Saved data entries
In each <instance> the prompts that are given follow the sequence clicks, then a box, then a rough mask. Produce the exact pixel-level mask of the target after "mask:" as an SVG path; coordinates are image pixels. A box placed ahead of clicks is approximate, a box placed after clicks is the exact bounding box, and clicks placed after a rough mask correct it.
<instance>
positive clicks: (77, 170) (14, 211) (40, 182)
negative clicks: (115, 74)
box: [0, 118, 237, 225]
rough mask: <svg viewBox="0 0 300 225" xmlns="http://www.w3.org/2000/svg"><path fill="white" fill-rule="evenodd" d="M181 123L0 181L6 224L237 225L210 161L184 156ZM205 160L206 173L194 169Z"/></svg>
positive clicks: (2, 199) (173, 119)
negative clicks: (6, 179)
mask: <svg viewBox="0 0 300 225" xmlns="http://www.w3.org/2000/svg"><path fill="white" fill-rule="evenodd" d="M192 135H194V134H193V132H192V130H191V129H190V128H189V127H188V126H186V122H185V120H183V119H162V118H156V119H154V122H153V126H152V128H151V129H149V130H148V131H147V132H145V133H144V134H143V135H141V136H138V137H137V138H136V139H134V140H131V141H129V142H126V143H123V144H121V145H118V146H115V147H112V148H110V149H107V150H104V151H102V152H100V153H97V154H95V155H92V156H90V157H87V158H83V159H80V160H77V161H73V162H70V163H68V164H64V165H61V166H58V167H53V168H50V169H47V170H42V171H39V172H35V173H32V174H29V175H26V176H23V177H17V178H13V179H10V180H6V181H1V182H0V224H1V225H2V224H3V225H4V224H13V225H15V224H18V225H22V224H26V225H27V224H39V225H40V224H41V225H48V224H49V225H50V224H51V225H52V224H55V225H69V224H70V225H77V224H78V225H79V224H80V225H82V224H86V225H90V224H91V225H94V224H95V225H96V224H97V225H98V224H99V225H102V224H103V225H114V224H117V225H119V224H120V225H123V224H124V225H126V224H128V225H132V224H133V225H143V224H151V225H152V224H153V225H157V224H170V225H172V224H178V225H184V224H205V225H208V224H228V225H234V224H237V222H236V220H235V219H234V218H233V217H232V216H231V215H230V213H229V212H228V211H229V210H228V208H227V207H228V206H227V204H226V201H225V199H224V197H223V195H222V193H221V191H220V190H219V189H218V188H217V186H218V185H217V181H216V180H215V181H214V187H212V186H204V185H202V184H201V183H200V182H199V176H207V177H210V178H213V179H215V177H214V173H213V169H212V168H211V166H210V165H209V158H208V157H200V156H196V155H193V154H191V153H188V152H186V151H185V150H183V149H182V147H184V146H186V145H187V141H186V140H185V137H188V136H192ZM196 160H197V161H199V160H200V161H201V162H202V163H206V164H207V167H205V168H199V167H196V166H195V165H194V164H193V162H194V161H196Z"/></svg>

◆ JOB ITEM
Retype all of the records above, keeping every line identical to the original.

◆ EXPECTED ANSWER
In each <instance> the prompts that are given follow the sequence clicks, then a box, then a rough mask. Produce the exact pixel-level mask of the target after "mask:" as an SVG path; coordinates are image pixels. A box placed ahead of clicks is approximate, a box placed after clicks is the exact bounding box, and clicks placed after a rough mask correct it.
<instance>
positive clicks: (77, 170) (14, 211) (40, 182)
negative clicks: (115, 74)
box: [0, 118, 237, 225]
rough mask: <svg viewBox="0 0 300 225" xmlns="http://www.w3.org/2000/svg"><path fill="white" fill-rule="evenodd" d="M181 123L0 181L6 224L237 225L210 161L184 156ZM205 160L206 173L194 169Z"/></svg>
positive clicks: (2, 199) (173, 119)
negative clicks: (6, 179)
mask: <svg viewBox="0 0 300 225" xmlns="http://www.w3.org/2000/svg"><path fill="white" fill-rule="evenodd" d="M192 135H194V134H193V132H192V130H191V129H190V128H189V127H188V126H186V122H185V120H183V119H162V118H156V119H154V122H153V126H152V128H151V129H149V130H148V131H147V132H145V133H144V134H143V135H141V136H138V137H137V138H136V139H134V140H131V141H129V142H126V143H123V144H121V145H118V146H115V147H112V148H110V149H107V150H104V151H102V152H100V153H97V154H95V155H92V156H90V157H87V158H83V159H80V160H77V161H73V162H70V163H68V164H64V165H61V166H58V167H53V168H50V169H47V170H42V171H39V172H35V173H32V174H29V175H26V176H23V177H17V178H13V179H10V180H6V181H1V182H0V224H1V225H2V224H3V225H4V224H13V225H15V224H18V225H22V224H26V225H27V224H39V225H40V224H41V225H48V224H49V225H50V224H51V225H52V224H55V225H69V224H70V225H77V224H78V225H79V224H80V225H82V224H86V225H90V224H91V225H94V224H95V225H96V224H97V225H98V224H99V225H102V224H103V225H114V224H117V225H119V224H120V225H123V224H124V225H126V224H128V225H132V224H133V225H143V224H151V225H152V224H153V225H157V224H170V225H172V224H178V225H184V224H205V225H208V224H228V225H234V224H237V222H236V220H235V219H234V218H233V217H232V216H231V215H230V213H229V212H228V211H229V210H228V208H227V207H228V206H227V204H226V201H225V199H224V197H223V195H222V193H221V191H220V190H219V189H218V188H217V186H218V185H217V181H216V180H215V181H214V187H212V186H204V185H202V184H201V183H200V182H199V176H207V177H210V178H213V179H215V177H214V173H213V169H212V168H211V166H210V165H209V158H208V157H200V156H196V155H193V154H191V153H188V152H186V151H185V150H183V149H182V147H184V146H186V145H187V141H186V140H185V137H188V136H192ZM196 160H197V161H199V160H200V161H201V162H202V163H206V164H207V167H205V168H199V167H196V166H195V165H194V164H193V162H194V161H196Z"/></svg>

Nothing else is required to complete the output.